> **Material for this exercise**

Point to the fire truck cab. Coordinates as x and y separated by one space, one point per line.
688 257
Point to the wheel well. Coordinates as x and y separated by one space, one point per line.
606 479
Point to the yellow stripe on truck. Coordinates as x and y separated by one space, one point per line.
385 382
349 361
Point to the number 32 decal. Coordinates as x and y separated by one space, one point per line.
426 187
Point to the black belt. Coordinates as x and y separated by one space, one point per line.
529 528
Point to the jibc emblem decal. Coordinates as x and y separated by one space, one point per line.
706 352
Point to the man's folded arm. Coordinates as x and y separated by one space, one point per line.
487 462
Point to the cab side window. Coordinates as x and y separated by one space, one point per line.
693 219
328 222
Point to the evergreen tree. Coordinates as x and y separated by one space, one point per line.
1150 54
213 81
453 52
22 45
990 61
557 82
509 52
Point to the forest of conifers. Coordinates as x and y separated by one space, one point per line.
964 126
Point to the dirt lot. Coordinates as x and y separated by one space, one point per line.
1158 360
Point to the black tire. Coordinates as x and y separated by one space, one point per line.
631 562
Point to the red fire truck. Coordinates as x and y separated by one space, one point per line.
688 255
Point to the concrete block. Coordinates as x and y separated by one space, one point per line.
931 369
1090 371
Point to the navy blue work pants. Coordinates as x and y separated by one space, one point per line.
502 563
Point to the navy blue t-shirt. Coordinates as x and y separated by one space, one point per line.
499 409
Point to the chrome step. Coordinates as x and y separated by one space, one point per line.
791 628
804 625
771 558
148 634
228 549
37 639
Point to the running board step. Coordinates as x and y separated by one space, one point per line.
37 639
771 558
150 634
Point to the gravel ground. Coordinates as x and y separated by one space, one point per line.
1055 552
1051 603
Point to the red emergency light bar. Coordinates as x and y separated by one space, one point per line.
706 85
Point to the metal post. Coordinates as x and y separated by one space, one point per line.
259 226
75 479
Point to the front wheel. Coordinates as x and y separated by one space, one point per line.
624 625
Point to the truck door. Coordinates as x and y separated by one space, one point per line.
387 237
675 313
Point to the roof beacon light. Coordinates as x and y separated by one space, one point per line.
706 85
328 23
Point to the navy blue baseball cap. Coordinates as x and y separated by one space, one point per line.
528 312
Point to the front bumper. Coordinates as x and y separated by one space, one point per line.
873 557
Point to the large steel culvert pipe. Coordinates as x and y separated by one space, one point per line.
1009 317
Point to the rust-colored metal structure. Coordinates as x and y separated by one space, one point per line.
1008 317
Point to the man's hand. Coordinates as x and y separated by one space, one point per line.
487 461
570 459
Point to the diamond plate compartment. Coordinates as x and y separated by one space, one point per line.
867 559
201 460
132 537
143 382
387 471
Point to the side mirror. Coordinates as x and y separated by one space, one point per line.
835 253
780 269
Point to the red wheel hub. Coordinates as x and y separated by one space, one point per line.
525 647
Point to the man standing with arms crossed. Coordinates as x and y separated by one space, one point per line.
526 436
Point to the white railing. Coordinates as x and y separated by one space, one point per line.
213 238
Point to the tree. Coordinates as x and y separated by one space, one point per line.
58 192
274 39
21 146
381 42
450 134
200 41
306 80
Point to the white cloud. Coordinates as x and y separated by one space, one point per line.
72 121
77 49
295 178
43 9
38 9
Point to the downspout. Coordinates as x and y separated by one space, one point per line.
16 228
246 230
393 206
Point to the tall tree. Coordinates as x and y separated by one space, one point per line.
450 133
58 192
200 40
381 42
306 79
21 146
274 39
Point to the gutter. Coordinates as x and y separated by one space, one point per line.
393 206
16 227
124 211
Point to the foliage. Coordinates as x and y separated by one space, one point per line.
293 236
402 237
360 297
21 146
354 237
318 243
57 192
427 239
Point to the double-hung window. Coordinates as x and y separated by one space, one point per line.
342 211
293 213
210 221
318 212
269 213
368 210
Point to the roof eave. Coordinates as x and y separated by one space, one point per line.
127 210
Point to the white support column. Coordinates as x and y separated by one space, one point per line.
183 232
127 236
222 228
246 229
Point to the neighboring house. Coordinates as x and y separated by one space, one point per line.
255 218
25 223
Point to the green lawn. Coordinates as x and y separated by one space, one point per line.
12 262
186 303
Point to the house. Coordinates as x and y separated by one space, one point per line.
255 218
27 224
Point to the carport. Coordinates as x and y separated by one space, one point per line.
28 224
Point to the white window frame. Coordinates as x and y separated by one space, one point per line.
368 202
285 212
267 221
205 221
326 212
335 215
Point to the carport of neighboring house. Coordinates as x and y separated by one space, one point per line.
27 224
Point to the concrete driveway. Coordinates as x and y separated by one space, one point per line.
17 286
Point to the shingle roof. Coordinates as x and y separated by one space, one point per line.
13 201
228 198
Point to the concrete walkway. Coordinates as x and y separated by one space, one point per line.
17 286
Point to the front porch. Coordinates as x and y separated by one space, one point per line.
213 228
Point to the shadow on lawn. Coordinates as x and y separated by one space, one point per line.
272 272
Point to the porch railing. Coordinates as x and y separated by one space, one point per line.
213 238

> **Exercise**
Reproduce the material exactly, with every line intact.

> **Response for this exercise**
Point to the fire truck cab. Coordinates as x and y separated by one space, one point per line.
688 257
Point to the wheel well. Coordinates as x and y separated by one space, one point per line.
606 479
Point to the yellow stripe on truck. Coordinates as x and y separated by one space, one point per line.
385 382
349 361
Point to the number 32 decal. Coordinates as x and y separated by one space, one point per line.
426 187
Point to the black belt. Coordinates as x and y separated by one space, one point per line.
529 528
Point to the jibc emblem decal. Coordinates as x and y separated by one space, one point per line.
706 352
Point to the man's folded arm. Coordinates as x and y separated by one space, one point per line.
487 462
Point to the cab side window. Coordinates as x and y separated by one space, one point per line.
693 219
328 222
Point to the evergreen tree. Coordinates as x and y separated by one space, one point per line.
1150 54
213 81
453 52
22 45
990 61
557 82
509 52
Point to the forest of conifers. Coordinates as x and y separated by one space, one point per line.
964 126
Point to the dirt lot. Coordinates as x and y separated by one space, one point per line.
1158 360
Point to the black tire. Coordinates as x and y separated by one space, one point per line.
631 562
Point to the red fire truck. Coordinates as x and y separated by one space, one point per line.
688 255
Point to the concrete block. Coordinates as x and y separated by one space, one point per line.
931 369
1090 371
Point to the navy blue work pants. Coordinates as x and y separated by one space, one point per line.
502 563
Point to the navy blue t-shirt. Coordinates as x and y separated by one space, one point per line.
499 409
Point to the chrome step. Coordinates as x and y separated by one space, one point per line.
791 628
804 625
771 558
148 634
228 549
37 639
Point to the running board step. Coordinates as x and y separated by one space, one point per line.
37 639
771 558
150 634
Point to the gravel ground. Coordinates as x and y separated by one space, one point per line.
1055 552
1051 603
Point to the red emergency light bar. Coordinates as x and y separated by one space, one point per line.
706 85
Point to the metal post. Coordinates as x and y separated by one space, one point per line.
259 226
75 479
Point to the front wheel. Coordinates as x and y separated by one space, one point per line.
624 625
Point to the truck door. Coordinates as x and y separated by one space, one point per line.
387 237
675 313
Point to the roof beacon light. Coordinates as x and y separated by one space, one point per line.
706 85
328 23
Point to the navy blue baseball cap. Coordinates as x and y separated by one space, one point per line.
528 312
Point to the front bumper. Coordinates as x and y separated by one space, one point per line.
873 557
Point to the large steel culvert pipe. Coordinates as x and y separated by one space, one point per line.
1009 317
Point to the rust-colored metal structure. Coordinates as x and y separated by one space, one point per line.
1008 317
Point to the man's hand. Coordinates as x and y separated by one space, one point per line.
487 461
570 459
Point to the diamond plate compartment. Coordinates as x and y separated by one space, one point per line.
867 559
201 460
132 537
143 382
387 471
Point to the side mirror. Coordinates as x and y separated by one space, one point per line.
835 253
780 269
Point to the red wheel hub. Coordinates as x and y separated by one space, one point per line.
525 647
Point to the man standing with arms crossed. Coordinates as x and y separated by one space, one point per line.
526 436
Point to the white railing. Coordinates as x and y separated by one space, one point per line.
213 238
Point to the tree. Coordinates as x and y separated by one space, one point per line.
58 192
274 39
21 146
381 42
450 134
200 41
306 80
Point to the white cloud. Coordinates as x and y separated by one space, one point per line.
72 121
77 49
295 178
43 9
38 9
Point to the downspout. Coordinates as x and y separated by one space, one point per line.
16 228
246 230
393 206
Point to the tall tree. Coordinates as x and y separated by one space, one point per line.
450 133
58 192
200 40
381 42
306 79
21 146
274 39
Point to the gutter. Coordinates as x and y separated by one space, one point per line.
393 206
16 227
124 211
Point to the foliage. Coordinates as x and y separated by one space, one point per line.
293 236
402 237
360 297
21 146
354 237
318 243
57 192
427 239
Point to the double-hung window. Coordinates as x and y separated by one space, one point per line.
342 211
293 213
210 221
318 212
269 213
368 210
Point to the roof eave. Coordinates as x and y separated by one space, one point per line.
127 210
Point to the white support column. Coordinates as x and y separated by one space, one point per line.
183 232
127 236
222 228
246 229
Point to the neighboring house. Coordinates as x and y separated by one space, one point per line.
255 218
25 223
Point to the green lawn. Coordinates as x and y separated by one space, one point per line.
12 262
186 303
Point to the house. Coordinates as x and y separated by one space, one point per line.
255 218
27 224
Point to the carport. Coordinates as x and y separated by one space, one point per line.
28 224
Point to the white window frame. Coordinates as x and y separated by one space, one point per line.
368 202
285 212
267 221
205 221
326 212
335 215
Point to the carport of neighboring house. Coordinates as x and y separated by one space, one point per line.
27 224
Point to the concrete driveway. Coordinates as x and y separated by one space, one point per line.
17 286
Point to the shingle roof. Coordinates as x and y separated by one space, one point per line.
13 201
228 198
Point to the concrete walkway. Coordinates as x and y separated by one space, one point per line.
17 286
Point to the front porch. Coordinates as x and y separated by one space, one point per line.
213 228
Point to the shadow on lawn. Coordinates as x and y separated by one space, one point per line.
272 272
Point to the porch railing. Coordinates as x and y separated by one space, one point per line.
213 238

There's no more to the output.